Reading passage:
Our results indicated that there were at least twice as many children with HFASD missed (n = 8) as those detected (n = 16) at screening, which is consistent with Kleinman et al. (2008). In general, parents seem to be unaware of reduced social development in their child with HFASD. However, there is the possibility that these missed children show a different developmental trajectory in the very early years from that of the detected children.

Many clinicians will likely be concerned at the high screen-positive rate at the first stage of screening (17 %) because parents of children who were incorrectly suspected of having ASD might suffer unnecessary distress. This high rate might be related to the high attrition rate of 39 % (124/319) between the two stages. Since we could not systematically investigate the attrition group (the non-responders), details of the referral pattern for children with ASD who were screen positive at the first stage but who were later missed are not clear in this study. If we raise the first-stage screening threshold to approach the original one (any 3 from the total 23 or any 2 from the critical set criteria), this reduces screen positive cases (n = 39), and as a result slightly increases the PPV from 0.455 up to 0.462 (18/39) but also reduces the sensitivity from 0.476 up to 0.439. Closer inspection reveals that mothers of the majority of the false-positive children actually had been concerned about their child-rearing by age 3, and through evaluations, several children were confirmed to have problems in either cognitive, language, social, or motor domains even though the symptoms did not meet the diagnostic criteria for ASD. These findings could suggest that the false-positive cases in our study might have neurodevelopmental symptoms that extend beyond those of ASD, which are in common with those seen in many children referred to clinics (Gillberg 2010). Following this thought further, the M-CHAT screening at 18 months may be sensitive to children with mild but overlapping neurodevelopmental problems in multiple domains to some degree. This issue should be investigated in future studies using a comprehensive neurodevelopmental assessment tool.

Task instructions:
A) Reproduce word for word everything in the passage on autism screening from "Our results indicated" down to "the detected children.".
B) Answer these questions from the passage on autism screening:
(i) What screen-positive rate is reported for the first stage of screening?
(ii) What attrition rate is given between the two stages?
(iii) At what age does the M-CHAT screening take place?
C) Extend the passage on autism screening, starting after its final sentence.

Information shown:
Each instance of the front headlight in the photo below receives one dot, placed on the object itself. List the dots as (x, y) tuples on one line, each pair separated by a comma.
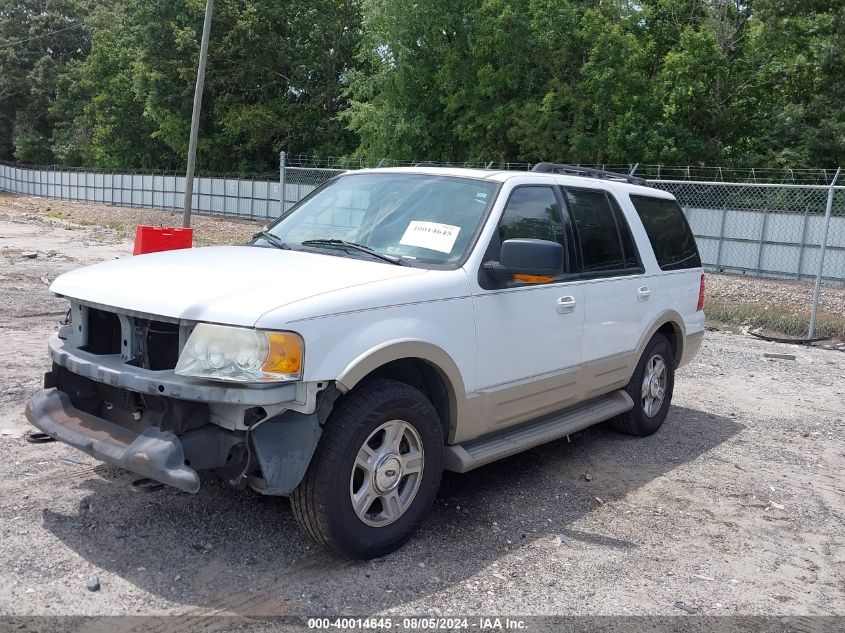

Answers:
A)
Our results indicated that there were at least twice as many children with HFASD missed (n = 8) as those detected (n = 16) at screening, which is consistent with Kleinman et al. (2008). In general, parents seem to be unaware of reduced social development in their child with HFASD. However, there is the possibility that these missed children show a different developmental trajectory in the very early years from that of the detected children.

B)
(i) 17 %
(ii) 39 % (124/319)
(iii) 18 months

C)
Two major limitations exist in the current study. First, although efforts were made in cooperation with local day nurseries and clinicians to identify missed screen-positive and ASD-suspected screen-negative cases, the attrition rate was high and community-based developmental surveillance was not then sufficient in itself to monitor all children. The final diagnosis of 17 ASD cases was made based on such indirect information. There is also the possibility that we missed a subset of children with ASD, particularly those with milder autistic symptoms, average intelligence, or girls, for whom diagnosis of ASD tends to be delayed (Mandell et al. 2005; Shattuck et al. 2009). As a result, the sensitivity and specificity of the M-CHAT-JV that we calculated based on these results can only be considered estimates of their upper bounds. Second, although various standardized instruments were used for case ascertainment of strictly defined ASD cases, the most standard ones such as the ADOS and ADI-R were not available in Japan at the beginning of this study. The total prevalence rate in our study is similar to the latest figure available from a study using strict scientific methodology (Charman et al. 2002), which indicates the quality of case ascertainment in our study.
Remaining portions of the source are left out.